Information given
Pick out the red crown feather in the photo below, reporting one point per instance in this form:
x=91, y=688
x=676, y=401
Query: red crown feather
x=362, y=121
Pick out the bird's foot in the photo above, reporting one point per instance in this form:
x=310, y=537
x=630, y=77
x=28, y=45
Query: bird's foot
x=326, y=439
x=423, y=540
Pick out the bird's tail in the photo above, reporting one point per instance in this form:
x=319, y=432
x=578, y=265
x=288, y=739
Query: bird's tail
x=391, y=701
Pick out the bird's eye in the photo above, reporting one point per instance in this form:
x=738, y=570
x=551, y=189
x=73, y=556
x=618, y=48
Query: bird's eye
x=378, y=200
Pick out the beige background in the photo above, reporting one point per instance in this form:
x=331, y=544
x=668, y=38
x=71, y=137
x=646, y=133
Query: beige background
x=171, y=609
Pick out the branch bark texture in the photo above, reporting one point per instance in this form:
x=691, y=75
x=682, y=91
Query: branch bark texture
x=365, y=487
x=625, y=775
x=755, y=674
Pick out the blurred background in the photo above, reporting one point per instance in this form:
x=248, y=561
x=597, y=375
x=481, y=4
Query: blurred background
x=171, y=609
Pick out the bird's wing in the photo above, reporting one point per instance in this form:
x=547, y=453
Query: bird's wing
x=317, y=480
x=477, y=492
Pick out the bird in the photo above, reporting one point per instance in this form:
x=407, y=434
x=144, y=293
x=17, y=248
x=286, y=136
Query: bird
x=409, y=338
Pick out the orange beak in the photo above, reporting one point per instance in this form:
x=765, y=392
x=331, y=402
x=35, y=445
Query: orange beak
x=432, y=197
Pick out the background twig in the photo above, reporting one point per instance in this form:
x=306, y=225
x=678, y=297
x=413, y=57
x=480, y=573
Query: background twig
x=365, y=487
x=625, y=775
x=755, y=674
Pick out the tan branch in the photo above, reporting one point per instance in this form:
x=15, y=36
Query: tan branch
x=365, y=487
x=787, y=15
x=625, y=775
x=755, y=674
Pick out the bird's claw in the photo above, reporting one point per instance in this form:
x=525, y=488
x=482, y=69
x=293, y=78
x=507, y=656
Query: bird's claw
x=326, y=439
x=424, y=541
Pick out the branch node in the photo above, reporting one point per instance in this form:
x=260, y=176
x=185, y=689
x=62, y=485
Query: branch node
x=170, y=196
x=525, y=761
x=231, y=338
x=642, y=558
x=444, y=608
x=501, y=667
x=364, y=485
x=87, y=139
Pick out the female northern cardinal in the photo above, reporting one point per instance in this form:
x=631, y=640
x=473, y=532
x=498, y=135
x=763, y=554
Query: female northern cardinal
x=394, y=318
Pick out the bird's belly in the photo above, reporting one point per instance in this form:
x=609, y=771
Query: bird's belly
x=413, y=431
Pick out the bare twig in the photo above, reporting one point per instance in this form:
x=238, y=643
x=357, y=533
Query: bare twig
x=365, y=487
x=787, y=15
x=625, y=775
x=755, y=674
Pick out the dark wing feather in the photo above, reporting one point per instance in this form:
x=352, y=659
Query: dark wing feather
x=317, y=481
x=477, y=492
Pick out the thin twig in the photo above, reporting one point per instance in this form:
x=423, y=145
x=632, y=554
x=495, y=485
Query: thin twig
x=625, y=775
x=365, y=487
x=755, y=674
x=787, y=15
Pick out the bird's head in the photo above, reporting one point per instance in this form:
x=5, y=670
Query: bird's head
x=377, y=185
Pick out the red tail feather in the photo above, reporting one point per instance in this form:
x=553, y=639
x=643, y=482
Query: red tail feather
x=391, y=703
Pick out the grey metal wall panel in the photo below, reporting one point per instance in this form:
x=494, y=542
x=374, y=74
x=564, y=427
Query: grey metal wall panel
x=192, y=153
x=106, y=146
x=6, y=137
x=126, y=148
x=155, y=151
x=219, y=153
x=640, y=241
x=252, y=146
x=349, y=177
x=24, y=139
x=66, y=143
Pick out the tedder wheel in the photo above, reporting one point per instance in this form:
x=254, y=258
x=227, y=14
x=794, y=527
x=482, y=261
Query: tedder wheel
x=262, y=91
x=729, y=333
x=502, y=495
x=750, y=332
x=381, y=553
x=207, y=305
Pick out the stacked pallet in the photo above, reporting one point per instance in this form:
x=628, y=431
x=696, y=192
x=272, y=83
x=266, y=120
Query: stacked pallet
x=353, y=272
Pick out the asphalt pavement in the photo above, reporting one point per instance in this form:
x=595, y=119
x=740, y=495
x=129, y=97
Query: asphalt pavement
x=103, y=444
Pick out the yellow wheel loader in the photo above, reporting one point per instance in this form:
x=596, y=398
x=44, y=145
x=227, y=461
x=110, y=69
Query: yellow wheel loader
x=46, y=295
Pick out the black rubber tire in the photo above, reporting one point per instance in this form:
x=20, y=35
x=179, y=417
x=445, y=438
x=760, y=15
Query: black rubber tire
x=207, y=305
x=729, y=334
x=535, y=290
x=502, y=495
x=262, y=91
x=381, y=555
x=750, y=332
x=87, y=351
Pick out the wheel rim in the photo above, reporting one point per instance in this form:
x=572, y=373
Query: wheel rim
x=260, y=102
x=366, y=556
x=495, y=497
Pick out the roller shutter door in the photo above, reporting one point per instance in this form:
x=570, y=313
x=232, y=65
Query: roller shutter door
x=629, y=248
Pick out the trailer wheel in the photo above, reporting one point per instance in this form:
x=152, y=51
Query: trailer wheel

Set task
Render the records as a Markdown table with the columns Row and Line, starting at the line that contains "Pick out the bare" and ending at the line that contains "x=87, y=351". Give each line its own numbered row, and skip blank lines.

The answer
| Row | Line |
|---|---|
| 1 | Pick out the bare twig in the photo above, reporting one point per instance in this form: |
| 2 | x=238, y=643 |
| 3 | x=357, y=533 |
| 4 | Query: bare twig |
| 5 | x=365, y=487 |
| 6 | x=787, y=15 |
| 7 | x=625, y=775 |
| 8 | x=755, y=674 |
| 9 | Pick out the dark wing feather in the photo above, reporting one point per instance in this form: |
| 10 | x=352, y=659 |
| 11 | Query: dark wing feather |
| 12 | x=317, y=481 |
| 13 | x=477, y=492 |
| 14 | Pick out the thin twig in the photo above, reporting one point per instance in this form: |
| 15 | x=423, y=145 |
| 16 | x=632, y=554 |
| 17 | x=495, y=485 |
| 18 | Query: thin twig |
| 19 | x=625, y=775 |
| 20 | x=365, y=487 |
| 21 | x=755, y=674 |
| 22 | x=787, y=15 |
| 23 | Pick out the bird's head in the photo above, reporting one point per instance in this form: |
| 24 | x=5, y=670 |
| 25 | Query: bird's head |
| 26 | x=377, y=185 |
| 27 | Pick out the red tail feather in the photo above, reporting one point per instance in this form: |
| 28 | x=553, y=639 |
| 29 | x=643, y=482 |
| 30 | Query: red tail feather |
| 31 | x=391, y=703 |
| 32 | Pick out the grey metal wall panel in the photo below, reporting one point per instance in this form: |
| 33 | x=494, y=542 |
| 34 | x=374, y=74 |
| 35 | x=564, y=427 |
| 36 | Query: grey metal wall panel |
| 37 | x=192, y=153 |
| 38 | x=106, y=146 |
| 39 | x=6, y=137 |
| 40 | x=126, y=148 |
| 41 | x=155, y=151 |
| 42 | x=219, y=153 |
| 43 | x=640, y=241 |
| 44 | x=252, y=146 |
| 45 | x=349, y=177 |
| 46 | x=24, y=139 |
| 47 | x=66, y=143 |
| 48 | Pick out the tedder wheel in the photo above, reporting one point per instance in this form: |
| 49 | x=254, y=258 |
| 50 | x=227, y=14 |
| 51 | x=794, y=527 |
| 52 | x=482, y=261 |
| 53 | Query: tedder wheel |
| 54 | x=262, y=91 |
| 55 | x=729, y=333 |
| 56 | x=502, y=495 |
| 57 | x=750, y=332 |
| 58 | x=381, y=553 |
| 59 | x=207, y=305 |
| 60 | Pick out the stacked pallet in the photo above, reporting one point per instance in this form: |
| 61 | x=628, y=431 |
| 62 | x=696, y=192 |
| 63 | x=272, y=83 |
| 64 | x=266, y=120 |
| 65 | Query: stacked pallet |
| 66 | x=353, y=272 |
| 67 | Pick out the asphalt pavement in the photo above, reporting one point per instance in this form: |
| 68 | x=595, y=119 |
| 69 | x=740, y=495 |
| 70 | x=129, y=97 |
| 71 | Query: asphalt pavement |
| 72 | x=103, y=444 |
| 73 | Pick out the yellow wheel loader in the photo above, reporting one point per instance in this form: |
| 74 | x=596, y=398 |
| 75 | x=44, y=145 |
| 76 | x=227, y=461 |
| 77 | x=110, y=69 |
| 78 | Query: yellow wheel loader |
| 79 | x=46, y=295 |
| 80 | Pick out the black rubber tire in the photo above, reporting one point per instance in this form: |
| 81 | x=20, y=35 |
| 82 | x=179, y=417 |
| 83 | x=445, y=438 |
| 84 | x=760, y=15 |
| 85 | Query: black rubber tire |
| 86 | x=207, y=305 |
| 87 | x=729, y=334 |
| 88 | x=535, y=290 |
| 89 | x=502, y=495 |
| 90 | x=262, y=91 |
| 91 | x=381, y=555 |
| 92 | x=750, y=332 |
| 93 | x=87, y=351 |